**EXCERPT PROVIDED:**
US2692232A - Lubricating grease compositions from hydroxy phenyl fatty acids - Google Patents

Description

Patented Oct. 19, 1954 LUBRICATING GREASE COMPOSITIONS FROM HYDROXY PHENYL FATTY ACIDS Jeffrey H. Bartlett, Westfield, Arnold J. Morway, Clark Township, Union County, and George E. Serniuk, Roselle, N. J., assignors to Standard Oil Development Company, a corporation of Delaware No Drawing. Application December 11, 1951, Serial No. 261,151

9 Claims.

This invention relates to lubricating grease compositions; particularly it relates to lubricating grease compositions having improved dropping points and a high degree of structural stability. More particularly the invention relates to lubricating grease compositions which are prepared by thickening the lubricating oil with a metallic soap of a phenolic fatty acid.

It has now been found and forms the object of this invention that outstanding lubricating grease compositions may be prepared by thickening a lubricating oil with a grease forming amount of the metallic soap of a phenolic fatty acid. These phenolic fatty acids contain a hydroxy group in the characteristic aryl structure and possess considerable advantages over the common grease forming fatty acids.

One method of preparation of the phenolic fatty acids contemplated'involves the alkylation of a phenolic material with a fatty acid or a long chain nitrile to form the acid. The hydroxylated aromatic material may be any of the well known phenolic materials such as phenol, cresols, naphthols, such as alpha naphthol, beta naphthol and alkyl or aryl naphthols, dior trihydric phenols, such as resorcinol, catechol, pyrogallol, and the like. It is important that the phenolic material be alkylated with a long chain acid, acid ester, or nitrile which contains from 10 to 30 carbon atoms, preferably, although not necessarily, in a straight chain. These acids, esters, or nitriles may be either saturated or unsaturated but are preferably unsaturated materials. The alkylation in this instance occurs at the position of the double bond. If a saturated material is chosen these compounds must first be chlorinated, the alkylation step then occurring through the condensation of the chlorinated product and phenolic body. Of the long chain unsaturated acids preferred there may be listed undecylenic, lauroleic, myristoleic, palmitoleic, oleic, gadoleic, erucic, ricinoleic, linoleic, linolenic, elaeostearic, licanic, arachidonic, clupanodonic, and the like. The naturally occurring glycerides of the fatty acids such as glyceryl oleate, etc., may also be used. These materials, after alkylation, are converted to the saturated compound. In the pre ferred embodiment oleic acid is used and becomes a phenolic stearic acid.

**MATERIAL PROVIDED:**
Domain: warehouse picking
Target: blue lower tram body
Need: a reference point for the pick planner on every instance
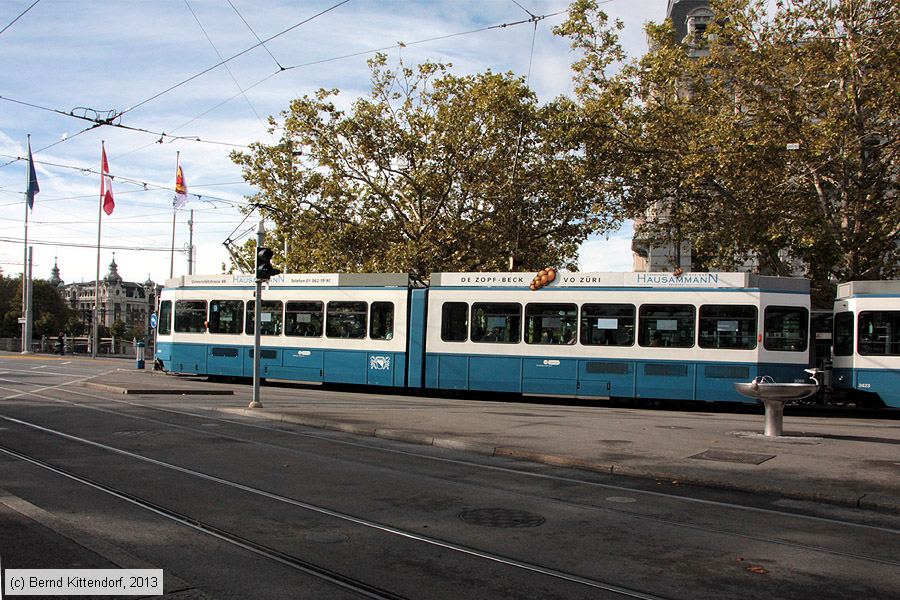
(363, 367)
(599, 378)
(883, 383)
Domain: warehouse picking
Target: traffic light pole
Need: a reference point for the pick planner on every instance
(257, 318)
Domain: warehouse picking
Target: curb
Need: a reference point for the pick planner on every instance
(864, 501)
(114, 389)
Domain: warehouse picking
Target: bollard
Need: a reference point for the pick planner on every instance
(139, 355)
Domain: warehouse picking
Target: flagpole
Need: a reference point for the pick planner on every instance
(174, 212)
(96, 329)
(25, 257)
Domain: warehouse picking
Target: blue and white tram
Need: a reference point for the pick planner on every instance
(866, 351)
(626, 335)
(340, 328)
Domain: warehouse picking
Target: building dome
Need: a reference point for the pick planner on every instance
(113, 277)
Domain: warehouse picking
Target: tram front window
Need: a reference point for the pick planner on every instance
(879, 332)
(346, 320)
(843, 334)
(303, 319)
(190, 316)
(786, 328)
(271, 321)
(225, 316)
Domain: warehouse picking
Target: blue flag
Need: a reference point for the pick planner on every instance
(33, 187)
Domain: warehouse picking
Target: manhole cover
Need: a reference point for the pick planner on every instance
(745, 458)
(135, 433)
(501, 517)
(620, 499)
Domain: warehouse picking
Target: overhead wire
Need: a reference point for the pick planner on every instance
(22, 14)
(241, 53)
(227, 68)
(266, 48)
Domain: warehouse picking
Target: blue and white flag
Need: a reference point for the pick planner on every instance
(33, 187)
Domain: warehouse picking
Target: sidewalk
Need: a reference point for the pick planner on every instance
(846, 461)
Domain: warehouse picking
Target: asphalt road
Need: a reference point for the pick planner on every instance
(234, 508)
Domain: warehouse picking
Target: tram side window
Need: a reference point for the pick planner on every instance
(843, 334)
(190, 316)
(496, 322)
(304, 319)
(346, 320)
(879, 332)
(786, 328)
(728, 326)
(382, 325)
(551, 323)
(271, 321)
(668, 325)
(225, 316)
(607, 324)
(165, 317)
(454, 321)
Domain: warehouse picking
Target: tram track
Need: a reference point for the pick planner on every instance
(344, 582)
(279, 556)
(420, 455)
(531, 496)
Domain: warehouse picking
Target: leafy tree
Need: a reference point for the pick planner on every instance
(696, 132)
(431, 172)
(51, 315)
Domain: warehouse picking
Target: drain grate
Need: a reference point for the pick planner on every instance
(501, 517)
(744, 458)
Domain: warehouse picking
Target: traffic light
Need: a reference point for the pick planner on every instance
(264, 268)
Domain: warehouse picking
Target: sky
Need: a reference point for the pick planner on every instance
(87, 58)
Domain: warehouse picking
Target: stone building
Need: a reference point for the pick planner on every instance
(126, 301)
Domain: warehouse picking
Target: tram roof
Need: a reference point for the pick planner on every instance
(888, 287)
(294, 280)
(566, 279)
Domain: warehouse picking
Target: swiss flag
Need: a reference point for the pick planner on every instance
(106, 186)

--

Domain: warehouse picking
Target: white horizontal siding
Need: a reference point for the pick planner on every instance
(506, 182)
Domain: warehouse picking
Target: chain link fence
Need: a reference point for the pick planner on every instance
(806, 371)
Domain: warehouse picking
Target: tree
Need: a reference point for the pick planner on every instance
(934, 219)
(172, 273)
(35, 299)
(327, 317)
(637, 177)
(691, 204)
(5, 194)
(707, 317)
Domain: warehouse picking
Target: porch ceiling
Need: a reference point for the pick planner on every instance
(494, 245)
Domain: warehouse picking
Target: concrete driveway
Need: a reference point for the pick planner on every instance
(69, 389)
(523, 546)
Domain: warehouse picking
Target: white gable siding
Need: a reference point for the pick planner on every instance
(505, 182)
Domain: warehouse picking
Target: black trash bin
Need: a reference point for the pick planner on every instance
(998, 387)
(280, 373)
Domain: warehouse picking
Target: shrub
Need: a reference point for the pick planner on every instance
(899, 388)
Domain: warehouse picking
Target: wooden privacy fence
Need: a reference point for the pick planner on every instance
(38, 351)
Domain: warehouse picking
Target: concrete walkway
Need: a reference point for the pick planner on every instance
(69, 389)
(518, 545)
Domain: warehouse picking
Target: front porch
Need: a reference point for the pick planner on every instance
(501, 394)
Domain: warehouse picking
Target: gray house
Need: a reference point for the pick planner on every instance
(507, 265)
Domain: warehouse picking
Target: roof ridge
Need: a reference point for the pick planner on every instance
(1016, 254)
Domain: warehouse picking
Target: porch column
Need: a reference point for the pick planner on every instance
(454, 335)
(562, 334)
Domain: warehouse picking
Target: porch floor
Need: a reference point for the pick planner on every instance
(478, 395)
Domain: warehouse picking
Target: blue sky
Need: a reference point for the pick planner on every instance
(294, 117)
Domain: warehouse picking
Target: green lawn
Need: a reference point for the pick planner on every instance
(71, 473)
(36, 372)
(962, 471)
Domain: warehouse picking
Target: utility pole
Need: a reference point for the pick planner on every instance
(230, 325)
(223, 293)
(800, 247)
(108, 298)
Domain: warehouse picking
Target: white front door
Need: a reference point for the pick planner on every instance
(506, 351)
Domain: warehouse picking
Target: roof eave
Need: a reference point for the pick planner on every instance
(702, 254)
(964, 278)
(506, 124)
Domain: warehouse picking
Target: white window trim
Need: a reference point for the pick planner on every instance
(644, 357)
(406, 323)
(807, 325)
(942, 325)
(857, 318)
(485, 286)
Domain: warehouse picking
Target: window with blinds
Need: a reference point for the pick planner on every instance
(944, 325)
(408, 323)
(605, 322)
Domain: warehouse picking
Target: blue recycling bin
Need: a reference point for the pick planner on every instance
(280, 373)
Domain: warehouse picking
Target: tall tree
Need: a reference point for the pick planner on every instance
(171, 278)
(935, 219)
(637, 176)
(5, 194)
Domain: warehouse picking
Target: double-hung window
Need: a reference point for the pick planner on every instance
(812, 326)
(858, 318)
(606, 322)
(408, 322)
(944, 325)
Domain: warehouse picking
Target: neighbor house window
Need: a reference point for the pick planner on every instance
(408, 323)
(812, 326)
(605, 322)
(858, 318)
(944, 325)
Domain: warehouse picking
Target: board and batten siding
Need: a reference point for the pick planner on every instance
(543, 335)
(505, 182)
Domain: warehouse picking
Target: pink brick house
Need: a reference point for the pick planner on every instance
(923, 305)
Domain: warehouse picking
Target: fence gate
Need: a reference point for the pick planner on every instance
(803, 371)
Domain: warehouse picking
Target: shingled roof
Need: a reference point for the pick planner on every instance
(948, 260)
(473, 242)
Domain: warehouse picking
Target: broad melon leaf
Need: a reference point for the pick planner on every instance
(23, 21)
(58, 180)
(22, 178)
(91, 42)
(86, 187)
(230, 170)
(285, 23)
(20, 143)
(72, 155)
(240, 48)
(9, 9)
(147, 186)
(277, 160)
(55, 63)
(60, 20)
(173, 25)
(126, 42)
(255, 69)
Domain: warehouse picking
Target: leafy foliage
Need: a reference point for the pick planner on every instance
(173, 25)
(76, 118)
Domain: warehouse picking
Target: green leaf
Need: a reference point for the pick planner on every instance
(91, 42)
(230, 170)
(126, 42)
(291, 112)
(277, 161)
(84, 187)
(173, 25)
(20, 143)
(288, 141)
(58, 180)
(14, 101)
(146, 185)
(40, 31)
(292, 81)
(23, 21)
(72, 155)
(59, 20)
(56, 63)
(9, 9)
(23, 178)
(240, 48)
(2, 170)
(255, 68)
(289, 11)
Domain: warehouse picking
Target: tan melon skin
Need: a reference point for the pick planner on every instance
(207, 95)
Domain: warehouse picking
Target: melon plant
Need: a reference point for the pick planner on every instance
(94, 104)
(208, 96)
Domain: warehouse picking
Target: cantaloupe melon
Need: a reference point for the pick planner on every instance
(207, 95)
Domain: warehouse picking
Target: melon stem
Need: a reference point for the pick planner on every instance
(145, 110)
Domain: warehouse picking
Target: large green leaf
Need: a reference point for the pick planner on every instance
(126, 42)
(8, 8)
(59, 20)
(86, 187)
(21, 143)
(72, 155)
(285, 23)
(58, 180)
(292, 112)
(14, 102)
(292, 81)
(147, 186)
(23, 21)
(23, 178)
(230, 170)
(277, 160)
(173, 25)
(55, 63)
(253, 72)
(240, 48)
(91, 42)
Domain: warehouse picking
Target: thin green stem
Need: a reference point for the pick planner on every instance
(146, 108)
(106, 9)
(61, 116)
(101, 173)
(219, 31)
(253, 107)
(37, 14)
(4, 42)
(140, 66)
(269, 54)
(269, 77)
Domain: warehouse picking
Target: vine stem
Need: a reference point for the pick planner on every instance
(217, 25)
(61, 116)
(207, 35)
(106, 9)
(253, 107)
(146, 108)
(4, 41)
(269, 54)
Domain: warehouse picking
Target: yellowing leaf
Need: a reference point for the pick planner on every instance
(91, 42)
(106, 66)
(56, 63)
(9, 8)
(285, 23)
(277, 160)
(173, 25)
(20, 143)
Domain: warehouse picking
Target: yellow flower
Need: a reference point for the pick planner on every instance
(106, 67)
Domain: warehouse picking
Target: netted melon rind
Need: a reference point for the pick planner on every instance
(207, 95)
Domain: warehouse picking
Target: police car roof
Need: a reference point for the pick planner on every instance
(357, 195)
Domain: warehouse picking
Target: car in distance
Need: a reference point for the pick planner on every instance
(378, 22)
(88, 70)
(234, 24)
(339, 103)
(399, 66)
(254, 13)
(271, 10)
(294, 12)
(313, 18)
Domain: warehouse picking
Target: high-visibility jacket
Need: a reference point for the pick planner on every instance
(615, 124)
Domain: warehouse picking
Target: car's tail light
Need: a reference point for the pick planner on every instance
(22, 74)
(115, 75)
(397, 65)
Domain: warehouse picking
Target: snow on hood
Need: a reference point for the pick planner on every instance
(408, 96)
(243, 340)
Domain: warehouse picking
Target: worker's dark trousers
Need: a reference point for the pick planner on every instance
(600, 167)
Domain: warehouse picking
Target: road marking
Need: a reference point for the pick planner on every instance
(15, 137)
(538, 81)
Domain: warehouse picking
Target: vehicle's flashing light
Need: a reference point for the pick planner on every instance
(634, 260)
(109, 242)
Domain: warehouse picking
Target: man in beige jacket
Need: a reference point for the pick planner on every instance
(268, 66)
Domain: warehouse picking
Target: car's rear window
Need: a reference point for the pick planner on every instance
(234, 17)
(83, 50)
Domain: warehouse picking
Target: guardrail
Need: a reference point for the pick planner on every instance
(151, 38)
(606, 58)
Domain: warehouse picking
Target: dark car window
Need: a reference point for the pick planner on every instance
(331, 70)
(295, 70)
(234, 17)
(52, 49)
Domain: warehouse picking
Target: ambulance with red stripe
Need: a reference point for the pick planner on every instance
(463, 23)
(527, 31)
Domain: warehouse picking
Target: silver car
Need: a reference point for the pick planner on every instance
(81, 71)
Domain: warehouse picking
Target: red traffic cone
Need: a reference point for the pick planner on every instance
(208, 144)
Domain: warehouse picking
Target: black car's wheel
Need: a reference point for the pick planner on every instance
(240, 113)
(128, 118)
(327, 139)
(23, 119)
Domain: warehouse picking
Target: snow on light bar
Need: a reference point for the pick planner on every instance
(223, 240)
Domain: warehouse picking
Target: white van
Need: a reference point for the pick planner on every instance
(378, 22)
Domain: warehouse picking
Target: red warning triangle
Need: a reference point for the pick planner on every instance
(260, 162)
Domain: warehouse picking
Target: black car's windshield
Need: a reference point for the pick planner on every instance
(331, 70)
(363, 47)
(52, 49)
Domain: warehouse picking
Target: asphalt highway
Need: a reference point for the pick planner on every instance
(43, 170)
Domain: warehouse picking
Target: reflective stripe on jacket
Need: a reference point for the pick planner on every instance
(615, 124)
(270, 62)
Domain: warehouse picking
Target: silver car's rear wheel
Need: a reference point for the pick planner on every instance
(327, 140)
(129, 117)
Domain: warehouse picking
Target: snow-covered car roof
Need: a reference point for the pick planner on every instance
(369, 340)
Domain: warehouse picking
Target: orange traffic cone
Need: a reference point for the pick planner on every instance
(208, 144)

**PROBLEMS AND TASKS:**
1. Decide whether each statement agrees with the grease patent. Answer yes or no for each, and quote the deciding words from the grease patent.
(a) The phenolic material must be alkylated with a long chain material that contains from 10 to 30 carbon atoms.
(b) Saturated acids can be used for the alkylation without any preliminary step.
(c) The preferred embodiment uses linoleic acid.
2. According to the grease patent, to which company were the inventors assignors?
3. Retype the part of the grease patent starting with "It has now been" and going on through "forming fatty acids.".

**OUTPUTS IN ORDER:**
1.
(a) Yes: "which contains from 10 to 30 carbon atoms"
(b) No: "If a saturated material is chosen these compounds must first be chlorinated"
(c) No: "oleic acid is used and becomes a phenolic stearic acid"

2. Standard Oil Development Company, a corporation of Delaware.

3.
It has now been found and forms the object of this invention that outstanding lubricating grease compositions may be prepared by thickening a lubricating oil with a grease forming amount of the metallic soap of a phenolic fatty acid. These phenolic fatty acids contain a hydroxy group in the characteristic aryl structure and possess considerable advantages over the common grease forming fatty acids.